-- Work to complete --
Substitute "Locate" for every "Pinpoint" in the lines below and leave everything else as it is.

━━ Recorded data

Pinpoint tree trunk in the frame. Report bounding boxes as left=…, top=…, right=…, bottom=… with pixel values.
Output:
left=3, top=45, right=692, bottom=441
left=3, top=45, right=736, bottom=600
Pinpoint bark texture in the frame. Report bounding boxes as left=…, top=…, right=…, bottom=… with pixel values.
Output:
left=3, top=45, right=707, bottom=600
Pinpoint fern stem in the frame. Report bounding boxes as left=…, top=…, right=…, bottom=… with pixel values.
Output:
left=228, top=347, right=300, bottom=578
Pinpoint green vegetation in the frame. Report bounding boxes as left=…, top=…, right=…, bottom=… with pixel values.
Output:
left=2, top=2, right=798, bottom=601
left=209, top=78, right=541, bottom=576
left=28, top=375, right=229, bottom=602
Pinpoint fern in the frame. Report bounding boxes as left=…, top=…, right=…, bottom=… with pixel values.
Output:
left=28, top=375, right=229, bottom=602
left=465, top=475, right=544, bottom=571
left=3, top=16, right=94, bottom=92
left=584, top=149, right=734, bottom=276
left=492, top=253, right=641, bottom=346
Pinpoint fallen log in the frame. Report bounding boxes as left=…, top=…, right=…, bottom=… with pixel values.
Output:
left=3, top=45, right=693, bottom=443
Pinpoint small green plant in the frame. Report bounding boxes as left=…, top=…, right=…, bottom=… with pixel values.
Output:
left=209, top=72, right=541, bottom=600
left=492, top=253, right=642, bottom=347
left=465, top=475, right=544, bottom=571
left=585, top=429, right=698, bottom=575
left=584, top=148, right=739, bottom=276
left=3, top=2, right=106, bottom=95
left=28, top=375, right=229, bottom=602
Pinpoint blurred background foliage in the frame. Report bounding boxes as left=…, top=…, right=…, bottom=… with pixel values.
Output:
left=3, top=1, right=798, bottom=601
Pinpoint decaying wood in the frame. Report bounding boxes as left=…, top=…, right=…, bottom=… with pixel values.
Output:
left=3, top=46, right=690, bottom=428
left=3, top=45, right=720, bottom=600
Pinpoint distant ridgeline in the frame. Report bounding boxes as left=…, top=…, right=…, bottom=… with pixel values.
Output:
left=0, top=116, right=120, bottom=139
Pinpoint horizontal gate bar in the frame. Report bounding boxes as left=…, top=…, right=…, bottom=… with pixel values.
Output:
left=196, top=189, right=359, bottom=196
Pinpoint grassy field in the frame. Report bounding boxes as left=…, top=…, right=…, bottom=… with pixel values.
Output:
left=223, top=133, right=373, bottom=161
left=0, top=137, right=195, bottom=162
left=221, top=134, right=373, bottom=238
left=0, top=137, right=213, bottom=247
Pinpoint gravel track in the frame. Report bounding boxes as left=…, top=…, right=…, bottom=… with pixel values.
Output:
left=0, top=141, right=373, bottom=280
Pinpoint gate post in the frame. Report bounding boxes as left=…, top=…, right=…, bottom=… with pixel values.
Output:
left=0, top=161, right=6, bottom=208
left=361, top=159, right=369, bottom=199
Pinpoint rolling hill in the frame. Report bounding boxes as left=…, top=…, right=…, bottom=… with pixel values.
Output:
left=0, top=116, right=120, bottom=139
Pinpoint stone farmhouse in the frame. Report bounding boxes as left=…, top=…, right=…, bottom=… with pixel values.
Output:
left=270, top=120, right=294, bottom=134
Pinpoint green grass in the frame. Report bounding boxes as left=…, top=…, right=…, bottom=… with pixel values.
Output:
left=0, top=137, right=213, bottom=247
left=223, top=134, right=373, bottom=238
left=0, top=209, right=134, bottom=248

━━━━

-- Completed exercise --
Locate tree trunk in the frame. Report bounding boxes as left=…, top=…, right=…, bottom=… with pixel values.
Output:
left=3, top=45, right=692, bottom=441
left=3, top=45, right=736, bottom=600
Locate bark texture in the frame. Report bounding boxes as left=…, top=…, right=…, bottom=… with pixel values.
Output:
left=3, top=45, right=707, bottom=600
Locate fern stem in the frame. Report bounding boxes as left=…, top=…, right=…, bottom=… with pixel values.
Output:
left=228, top=347, right=300, bottom=578
Locate green vegetation in the frame. Report bounding boxes as left=…, top=…, right=…, bottom=… with pixel values.
Output:
left=2, top=2, right=798, bottom=601
left=209, top=78, right=541, bottom=576
left=28, top=375, right=229, bottom=602
Locate fern in the frame. Report bounding boxes as left=…, top=…, right=…, bottom=… with pixel values.
Output:
left=28, top=375, right=229, bottom=602
left=465, top=475, right=544, bottom=571
left=3, top=16, right=94, bottom=92
left=584, top=149, right=734, bottom=276
left=492, top=253, right=641, bottom=346
Locate fallen log in the frame. Report bounding boxes as left=…, top=…, right=…, bottom=… with pixel values.
Output:
left=3, top=45, right=693, bottom=443
Locate small green plant in the frame. Report bounding boxes as left=…, top=…, right=…, bottom=… with pixel values.
Output:
left=209, top=72, right=541, bottom=600
left=492, top=253, right=642, bottom=347
left=465, top=475, right=544, bottom=571
left=585, top=429, right=698, bottom=575
left=584, top=148, right=739, bottom=276
left=3, top=2, right=106, bottom=95
left=28, top=375, right=229, bottom=602
Locate blurred background foliage in the frame. Report bounding boxes as left=…, top=…, right=…, bottom=… with pixel values.
Output:
left=3, top=1, right=798, bottom=601
Locate decaying wood in the frame. Report bounding boxes as left=…, top=…, right=…, bottom=… with pixel values.
Output:
left=3, top=46, right=690, bottom=428
left=3, top=45, right=720, bottom=600
Locate distant ridgeline in the frame. Report bounding boxes as left=…, top=…, right=…, bottom=… with pixel values.
Output:
left=0, top=116, right=120, bottom=139
Locate horizontal gate bar in the frame. Report bounding boxes as left=…, top=…, right=…, bottom=… with pixel values.
Output:
left=196, top=189, right=359, bottom=196
Locate grassy field in the frame. Report bounding boxes as left=…, top=…, right=…, bottom=… with pixel values.
Output:
left=223, top=133, right=373, bottom=161
left=0, top=137, right=195, bottom=162
left=221, top=134, right=373, bottom=238
left=0, top=137, right=213, bottom=247
Locate gravel track in the frame. Report bounding boxes as left=…, top=…, right=…, bottom=… with pixel values.
Output:
left=0, top=141, right=373, bottom=280
Locate gate post in the frame. Report bounding boxes as left=…, top=…, right=…, bottom=… with pixel values.
Output:
left=0, top=161, right=6, bottom=208
left=361, top=159, right=369, bottom=199
Locate rolling hill in the frame. Report bounding boxes as left=…, top=…, right=…, bottom=… with pixel values.
Output:
left=0, top=116, right=120, bottom=139
Locate stone farmhouse in the frame. Report bounding boxes as left=…, top=…, right=…, bottom=… with pixel values.
Output:
left=270, top=120, right=294, bottom=134
Locate green grass in the frame. Report bounding boxes as left=…, top=…, right=…, bottom=… with pixel values.
Output:
left=0, top=137, right=213, bottom=247
left=223, top=134, right=373, bottom=238
left=0, top=209, right=134, bottom=248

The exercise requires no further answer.